====== EXTRAIT DU DOCUMENT ======

On sait cette impuissance historique, principalement parce que l’état a été perçu comme importé, étranger, captateur.

Or les créanciers ont renforcé ce sentiment, derrière leurs prétentions à réformer et moderniser la Grèce. Une contradiction : entre une idéologie qui rejette l’état fort alors que  la Grèce a besoin d’un état. Toutes les mesures ont été comptables et se sont traduites par un retrait de l’état ou un état captateur. La logique ottomane est restée à l’œuvre.

A cela s’est ajoutée une défiance vis-à-vis des institutions de la part des créanciers qui a conduit à vider la politique grecque de son sens. La logique de la troïka est d’imposer ses choix politiques par téléphone. La Grèce ne peut pas légiférer sans l’accord de la troïka. Le réajustement du 3e memorandum avec ses mesures coercitives automatiques fait de la Vouli (Assemblée Nationale) une simple chambre d’enregistrement.

Enfin le traumatisme du référendum du 5 juillet 2015, où la victoire du non au référendum s’est transformée en oui à un nouveau memorandum encore plus austère dès le 13 juillet 2015, né d’une volonté punitive des créanciers, a conduit à ôter toute illusion : à quoi bon voter ?

La Grèce n’a aucune autonomie. Elle est aujourd’hui une colonie de la dette.

L’intervention des créanciers aboutissant à l’élection d’un gouvernement impuissant, pose la question de sa légitimité démocratique et conduit  à un affaiblissement de la démocratie.

 

La Grèce est une colonie de la dette, la Zone euro gère son économie et sa politique.

La Grèce paie des excès d’endettements entre 2005 et 2010.

En 2010, elle atteint un équilibre budgétaire pour rétablir la confiance des investisseurs et regagner l’accès aux marchés.

En 2010, la Grèce a demandé un rabais sur sa dette qui lui a été refusé. Il n’y avait pas de faillite possible pour la Grèce et cela est de la responsabilité des dirigeants de l’époque,

  1. Merkel et N. Sarkozy, pour deux  raisons :

-la première raison est la sauvegarde du secteur bancaire français et allemand, très exposé dans le pays : 90 milliards. On ne voulait pas ouvrir la boîte de Pandore après la crise de 2007-2008.

En 2010, on a décidé un programme de réduction de la dette de la Grèce au FMI en conformité avec le règlement intérieur de l’institution qui impose que les prêts accordés puissent être remboursés, mais le président d’alors, Dominique Strauss Kahn a refusé de présenter ce programme au Conseil européen de septembre sachant qu’il allait heurter les intérêts du secteur bancaire de la France et de l’Allemagne.

====== DONNÉES BRUTES ======

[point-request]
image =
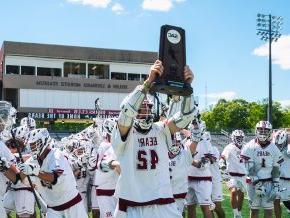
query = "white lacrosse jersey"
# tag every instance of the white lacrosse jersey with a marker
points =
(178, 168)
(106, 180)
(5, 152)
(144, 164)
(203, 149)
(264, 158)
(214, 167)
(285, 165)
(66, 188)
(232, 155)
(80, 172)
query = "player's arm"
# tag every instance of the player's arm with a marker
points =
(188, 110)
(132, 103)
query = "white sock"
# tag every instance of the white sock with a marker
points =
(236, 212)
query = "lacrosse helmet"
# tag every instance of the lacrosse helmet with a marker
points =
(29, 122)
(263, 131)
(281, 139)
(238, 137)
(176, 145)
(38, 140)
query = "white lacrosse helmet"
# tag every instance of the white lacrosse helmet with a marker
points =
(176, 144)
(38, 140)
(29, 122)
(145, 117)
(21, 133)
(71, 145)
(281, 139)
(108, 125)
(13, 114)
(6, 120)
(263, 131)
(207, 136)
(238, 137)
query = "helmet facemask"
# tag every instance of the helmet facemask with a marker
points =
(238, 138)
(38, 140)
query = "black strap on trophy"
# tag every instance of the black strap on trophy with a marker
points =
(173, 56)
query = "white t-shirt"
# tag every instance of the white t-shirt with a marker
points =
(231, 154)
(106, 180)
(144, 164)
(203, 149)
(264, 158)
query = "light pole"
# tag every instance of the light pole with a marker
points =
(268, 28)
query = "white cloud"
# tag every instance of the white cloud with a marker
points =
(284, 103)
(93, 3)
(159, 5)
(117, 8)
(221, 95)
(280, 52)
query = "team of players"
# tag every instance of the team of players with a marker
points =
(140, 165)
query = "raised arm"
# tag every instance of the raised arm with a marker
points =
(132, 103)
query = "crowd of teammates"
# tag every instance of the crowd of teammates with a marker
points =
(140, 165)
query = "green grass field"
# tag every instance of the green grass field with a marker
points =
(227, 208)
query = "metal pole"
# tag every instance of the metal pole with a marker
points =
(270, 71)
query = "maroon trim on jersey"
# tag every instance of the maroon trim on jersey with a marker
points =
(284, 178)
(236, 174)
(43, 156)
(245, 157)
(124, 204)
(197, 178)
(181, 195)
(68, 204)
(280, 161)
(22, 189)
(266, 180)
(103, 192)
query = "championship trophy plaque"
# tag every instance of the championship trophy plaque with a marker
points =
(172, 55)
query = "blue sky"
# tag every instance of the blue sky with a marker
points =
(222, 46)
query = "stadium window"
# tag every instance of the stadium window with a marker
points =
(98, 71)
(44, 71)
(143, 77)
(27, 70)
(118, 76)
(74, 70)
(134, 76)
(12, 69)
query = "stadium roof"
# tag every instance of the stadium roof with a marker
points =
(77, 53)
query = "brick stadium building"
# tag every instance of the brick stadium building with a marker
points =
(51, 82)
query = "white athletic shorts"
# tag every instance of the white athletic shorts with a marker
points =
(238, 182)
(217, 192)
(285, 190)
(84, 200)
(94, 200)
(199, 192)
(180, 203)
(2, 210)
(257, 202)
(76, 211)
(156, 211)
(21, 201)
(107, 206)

======
====== DONNÉES BRUTES ======

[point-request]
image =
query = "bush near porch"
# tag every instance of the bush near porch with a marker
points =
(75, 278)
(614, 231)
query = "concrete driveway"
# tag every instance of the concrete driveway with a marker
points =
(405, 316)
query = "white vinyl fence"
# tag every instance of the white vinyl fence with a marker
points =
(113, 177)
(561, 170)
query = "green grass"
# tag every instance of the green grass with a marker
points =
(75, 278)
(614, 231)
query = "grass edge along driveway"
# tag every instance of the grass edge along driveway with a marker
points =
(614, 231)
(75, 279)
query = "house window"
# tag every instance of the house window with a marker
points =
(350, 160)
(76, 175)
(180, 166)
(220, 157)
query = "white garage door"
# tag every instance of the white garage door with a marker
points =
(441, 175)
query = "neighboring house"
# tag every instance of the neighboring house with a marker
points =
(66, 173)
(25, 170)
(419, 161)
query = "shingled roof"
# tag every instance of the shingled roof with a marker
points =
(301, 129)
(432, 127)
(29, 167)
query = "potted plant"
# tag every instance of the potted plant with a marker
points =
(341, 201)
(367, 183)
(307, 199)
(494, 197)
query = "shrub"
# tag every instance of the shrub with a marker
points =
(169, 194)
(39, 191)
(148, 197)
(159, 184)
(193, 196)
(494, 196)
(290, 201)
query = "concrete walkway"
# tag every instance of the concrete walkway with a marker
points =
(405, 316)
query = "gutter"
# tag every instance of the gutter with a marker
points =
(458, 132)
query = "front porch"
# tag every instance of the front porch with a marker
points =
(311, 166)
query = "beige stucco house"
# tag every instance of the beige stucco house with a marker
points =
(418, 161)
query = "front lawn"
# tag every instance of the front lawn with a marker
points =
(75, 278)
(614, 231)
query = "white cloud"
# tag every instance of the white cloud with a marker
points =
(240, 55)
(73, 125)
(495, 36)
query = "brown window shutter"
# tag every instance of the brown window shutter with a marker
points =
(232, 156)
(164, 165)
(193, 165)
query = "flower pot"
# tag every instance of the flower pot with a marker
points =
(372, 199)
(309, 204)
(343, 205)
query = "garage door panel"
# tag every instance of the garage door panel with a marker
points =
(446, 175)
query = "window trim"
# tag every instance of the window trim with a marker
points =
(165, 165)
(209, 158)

======

§ **CONSIGNE**
Écrivez la suite du texte sur la dette grecque, à partir de sa dernière phrase. Ces items proviennent d'une autre source que le texte.

§ **RÉPONSE**
En définitive, c’est la BCE qui a racheté, à 60 % de leur valeur, les titres de la dette grecque détenus par les banques françaises et allemandes leur permettant  ainsi de se débarrasser de la dette grecque mais en la transférant en définitive sur les contribuables européens.

-la seconde raison est la politique intérieure de l’Allemagne. Merkel répétait lors des élections en Rhénanie-Westphalie que « la Grèce ne coûtera pas un euro au contribuable allemand ».

En conséquence, la Grèce a été ainsi contrainte à une cavalerie financière, contracter de nouveaux emprunts pour rembourser les anciens.

Jusqu’en 2012, les créanciers de la Grèce étaient des créanciers privés puis ce fut le FMI et la BCE et 10 milliards à rembourser aux « fonds vautour ».

En mars 2012, les banques allemandes et françaises n’étaient plus exposées, on a procédé à une restructuration de la dette, qui s’est révélé un échec absolu.

En effet, la coupe de 100 milliards décidée dans le stock de dettes a concerné pour 30 à 40 milliards les banques grecques,  et on a fait appel aux contribuables grecs pour les renflouer. On a également mis à contribution les caisses de retraite et la sécurité sociale. Le coût a été également supporté par les petits porteurs comme à Chypre.

En définitive ces 100 milliards ont été payés par les petits porteurs, les fonds de pension grecs, les banques grecques et les banques chypriotes les conduisant ainsi à la crise d’avril 2013 à Chypre.

Tsipras avait la tâche de mener une pause dans l’austérité, promise dès que la Grèce aurait atteint un excédent budgétaire, ce qui fut le cas dès 2013, mais cette pause n’a jamais été accordée par les créanciers en dépit des demandes réitérées. Depuis 2015 avec un excédent de 1,8 %, on peut dire que la Grèce est un des pays les plus vertueux en matière budgétaire.

95 % de l’aide n’est pas allée à la Grèce comme vient de le confirmer une étude récente publiée par le Handelsblatt.

Le Handelsblatt est le journal de référence du milieu des affaires outre-Rhin. A ce titre, et comme l’essentiel de la presse conservatrice allemande, il a régulièrement eu la dent dure contre la Grèce, accusée de refuser les « réformes nécessaires » et de réclamer sans cesse de nouveaux fonds à l’honnête et travailleur contribuable allemand.

Mais en une, ce mercredi 4 mai, le journal a affiché une « exclusivité ». Une étude inédite nous dit-on de l’ESMT, une école de gestion de Berlin, qui parvient à cette conclusion : 95 % de la supposée « aide » à la Grèce est retournée aux banques et aux créanciers du pays.

Un fait connu dont il faut à présent tirer les conséquences …

Pour remédier à la situation, il est essentiel de réduire le stock de dettes et établir un plan de relance du pays.

Mais la politique proposée d’un moratoire des créances jusqu’en 2040, sauf pour le FMI, et l’obligation de dégager un excédent budgétaire garantie par la mise en œuvre de politiques d’austérité automatiques ne va pas dans le bon sens mais répond à une logique de tiers mondialisation du pays.

 

Les réfugiés.

La gestion des réfugiés s’avère parallèle à celle de la dette,  et la Grèce est également traitée sur ce chapitre comme un pays de seconde zone.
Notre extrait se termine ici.